* Ausgangstext *

Die Gruppe „Bread“ hatte 1974 in den Niederlanden mit „If“ einen kleinen Hit, der durch Telly Savallas später weltberühmt werden würde. Kurz darauf hat Curd Jürgens dazu eine deutsche Version „Wenn“ im Sprechgesang mit einem Text von Miriam Frances veröffentlicht (B-Seite von „60 Jahre und kein bisschen weise“). 1977 produzierte Joachim Heider mit Katja eine von Dr. Michael Kunze getextete neue deutsche Version des Hits: „Wenn ein Bild mehr sagt als jedes Wort“.
„Frei, doch nicht allein zu sein“ – den Gedanken hat später Udo Jürgens in einem tollen Song aufgegriffen. Schon 1977 komponierte Joachim Heider die Ebstein-typische Ballade zum Text Christian Heilburgs: „Frei sein mit Dir“. Ein schöner romantischer Song – die B-Seite der Single „Du und ich“ ist erneut eine CD-Premiere. Nebenbei bemerkt, hat Heider mit Katja ein bemerkenswertes Stück ähnlichen Inhalts produziert: „Frei bin ich nur neben Dir“. Vielleicht findet auch der Rhyhtmn’n’Blues-Song eines Tages den Weg auf einen Silberling.
Ein riesengroßer Hit war anno 1977 Julie Covingtons Version „Don’t Cry For Me Argentina“ aus dem Musical Evita. Man versprach sich vermutlich viel von Katja Ebsteins deutscher Version „Wein nicht um mich, Argentinien“. Die von Walter Brandin getextete deutsche Version kann als überaus gelungen angesehen werden – leider war die Aufnahme vielleicht zu anspruchsvoll, um kommerziell erfolgreich zu werden. Den Titel nahm Katja übrigens auch in spanischer Sprache auf („No Llores Por Mi Argentina“) – vielleicht ist diese Aufnahme dann irgendwann als Bonustrack denkbar.
Das erneut mit einem Touch von Country-Music versehene „Du und ich“ war wieder eine Heider-Komposition für la Ebstein, der Song erinnert mich musikalisch im Refrain stark an das ein Jahr zuvor erschienene Stück „Happy End“ von Gitte. Danach ging es wieder mit einem Jazz-Standard weiter – „Someone’s Rockin’ My Dreamboat“ war bereits in den 1940er Jahren ein Erfolg, erneut war es Dr. Michael Kunze, der darauf einen deutschen Text ersann: „1920“.
Die deutsche Version des Welthits „Morning Has Broken“ von Cat Stevens textete ein gewisser Toni Weddel „Bald bricht der Tag an“. Für ihr 2015er Album „Sister Class“ hat Katja den Titel noch einmal neu aufgenommen, aber auch diese Version feiert mit der Veröffentlichung des „Liebe“-Albums CD-Premiere.

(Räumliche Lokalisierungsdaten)
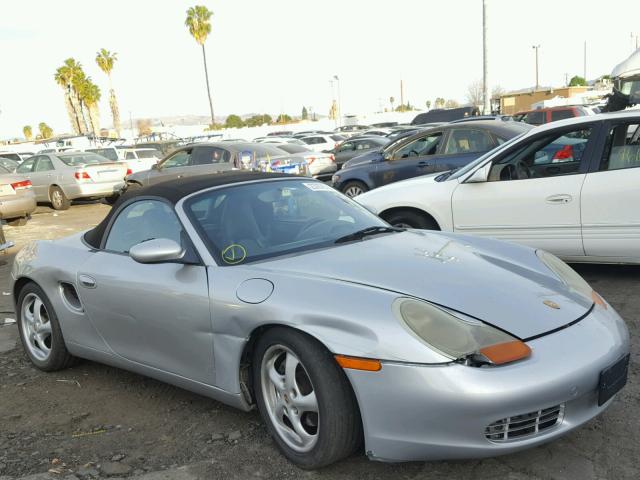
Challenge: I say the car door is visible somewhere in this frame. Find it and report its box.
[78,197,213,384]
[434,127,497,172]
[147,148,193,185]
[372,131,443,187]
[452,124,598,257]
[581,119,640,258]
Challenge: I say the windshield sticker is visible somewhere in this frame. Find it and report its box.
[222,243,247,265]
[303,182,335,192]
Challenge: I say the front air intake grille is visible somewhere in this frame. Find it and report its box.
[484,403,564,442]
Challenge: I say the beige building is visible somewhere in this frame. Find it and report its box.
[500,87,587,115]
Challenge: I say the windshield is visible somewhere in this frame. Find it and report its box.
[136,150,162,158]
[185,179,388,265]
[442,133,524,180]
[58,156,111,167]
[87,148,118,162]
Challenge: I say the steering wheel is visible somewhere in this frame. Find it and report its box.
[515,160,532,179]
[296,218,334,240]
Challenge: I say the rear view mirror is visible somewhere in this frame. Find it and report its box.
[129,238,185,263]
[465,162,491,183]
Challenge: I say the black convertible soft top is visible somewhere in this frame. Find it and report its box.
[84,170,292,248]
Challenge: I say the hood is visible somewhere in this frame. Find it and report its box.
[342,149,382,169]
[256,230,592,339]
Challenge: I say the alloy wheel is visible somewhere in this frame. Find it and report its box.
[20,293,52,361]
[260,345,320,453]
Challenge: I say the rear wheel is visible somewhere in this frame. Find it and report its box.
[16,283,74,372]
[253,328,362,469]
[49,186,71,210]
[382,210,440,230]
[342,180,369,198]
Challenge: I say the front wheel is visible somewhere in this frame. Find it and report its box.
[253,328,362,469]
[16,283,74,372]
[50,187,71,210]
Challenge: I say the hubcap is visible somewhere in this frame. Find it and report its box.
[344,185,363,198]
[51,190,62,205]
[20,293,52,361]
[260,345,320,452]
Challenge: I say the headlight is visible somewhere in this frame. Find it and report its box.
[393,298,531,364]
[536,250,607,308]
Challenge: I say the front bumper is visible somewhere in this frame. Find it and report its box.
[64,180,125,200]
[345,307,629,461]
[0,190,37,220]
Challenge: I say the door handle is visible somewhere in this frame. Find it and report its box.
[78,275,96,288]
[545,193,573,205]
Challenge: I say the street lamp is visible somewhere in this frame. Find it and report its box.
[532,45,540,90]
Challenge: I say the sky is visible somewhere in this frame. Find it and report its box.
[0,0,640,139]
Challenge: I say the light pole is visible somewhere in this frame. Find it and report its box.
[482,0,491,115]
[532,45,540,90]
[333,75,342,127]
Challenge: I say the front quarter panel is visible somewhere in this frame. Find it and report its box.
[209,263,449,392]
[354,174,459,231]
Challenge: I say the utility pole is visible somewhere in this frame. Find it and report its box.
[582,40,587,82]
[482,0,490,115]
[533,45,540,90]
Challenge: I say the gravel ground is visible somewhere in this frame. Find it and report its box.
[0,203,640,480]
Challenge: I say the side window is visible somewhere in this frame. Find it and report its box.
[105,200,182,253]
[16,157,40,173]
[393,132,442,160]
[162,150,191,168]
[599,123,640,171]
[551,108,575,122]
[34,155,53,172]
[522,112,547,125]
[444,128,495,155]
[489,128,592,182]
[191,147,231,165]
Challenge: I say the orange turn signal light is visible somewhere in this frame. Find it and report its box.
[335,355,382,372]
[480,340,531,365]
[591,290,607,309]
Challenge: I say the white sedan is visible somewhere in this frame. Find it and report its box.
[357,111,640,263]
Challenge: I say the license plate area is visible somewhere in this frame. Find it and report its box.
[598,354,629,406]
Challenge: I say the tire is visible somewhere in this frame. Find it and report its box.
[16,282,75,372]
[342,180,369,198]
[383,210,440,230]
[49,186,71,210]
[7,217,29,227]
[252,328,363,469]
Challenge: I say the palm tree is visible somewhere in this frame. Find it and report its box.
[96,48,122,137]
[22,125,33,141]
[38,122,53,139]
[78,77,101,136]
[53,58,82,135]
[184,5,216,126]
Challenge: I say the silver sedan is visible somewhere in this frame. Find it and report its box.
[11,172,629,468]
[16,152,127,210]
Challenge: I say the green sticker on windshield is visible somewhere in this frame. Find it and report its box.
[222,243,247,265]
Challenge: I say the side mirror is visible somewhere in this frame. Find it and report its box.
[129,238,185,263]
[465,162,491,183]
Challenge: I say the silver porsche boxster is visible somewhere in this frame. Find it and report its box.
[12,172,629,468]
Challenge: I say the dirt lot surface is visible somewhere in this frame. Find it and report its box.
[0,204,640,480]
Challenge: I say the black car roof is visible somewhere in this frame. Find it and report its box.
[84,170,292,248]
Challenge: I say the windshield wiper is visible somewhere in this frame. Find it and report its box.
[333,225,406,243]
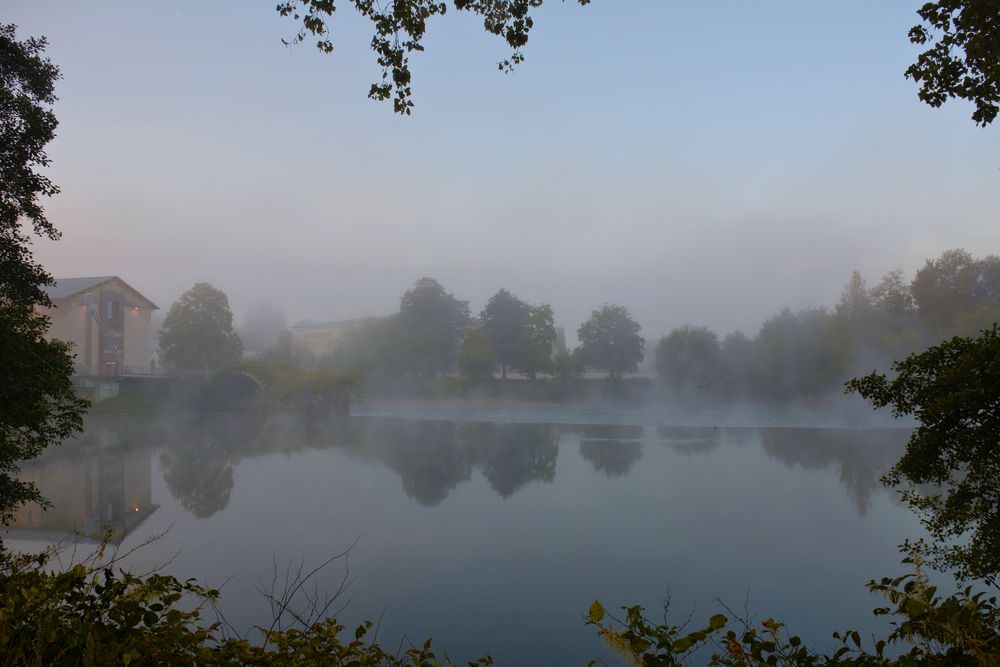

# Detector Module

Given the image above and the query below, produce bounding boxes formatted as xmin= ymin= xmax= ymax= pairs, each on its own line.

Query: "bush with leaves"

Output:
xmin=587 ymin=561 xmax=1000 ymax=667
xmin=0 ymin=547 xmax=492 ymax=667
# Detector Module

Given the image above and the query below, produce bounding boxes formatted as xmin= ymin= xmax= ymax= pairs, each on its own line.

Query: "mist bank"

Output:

* Aufgabe 1 *
Wer hat laut Ausgangstext die deutsche Version „Wein nicht um mich, Argentinien“ getextet?
* Aufgabe 2 *
Gib den Abschnitt des Ausgangstexts, der mit den Worten „Ein riesengroßer Hit“ beginnt und mit „als Bonustrack denkbar.“ endet, erneut wieder und benenne darin „Aufnahme“ überall in „Einspielung“ um.

* Antwort 1 *
Walter Brandin

* Antwort 2 *
Ein riesengroßer Hit war anno 1977 Julie Covingtons Version „Don’t Cry For Me Argentina“ aus dem Musical Evita. Man versprach sich vermutlich viel von Katja Ebsteins deutscher Version „Wein nicht um mich, Argentinien“. Die von Walter Brandin getextete deutsche Version kann als überaus gelungen angesehen werden – leider war die Einspielung vielleicht zu anspruchsvoll, um kommerziell erfolgreich zu werden. Den Titel nahm Katja übrigens auch in spanischer Sprache auf („No Llores Por Mi Argentina“) – vielleicht ist diese Einspielung dann irgendwann als Bonustrack denkbar.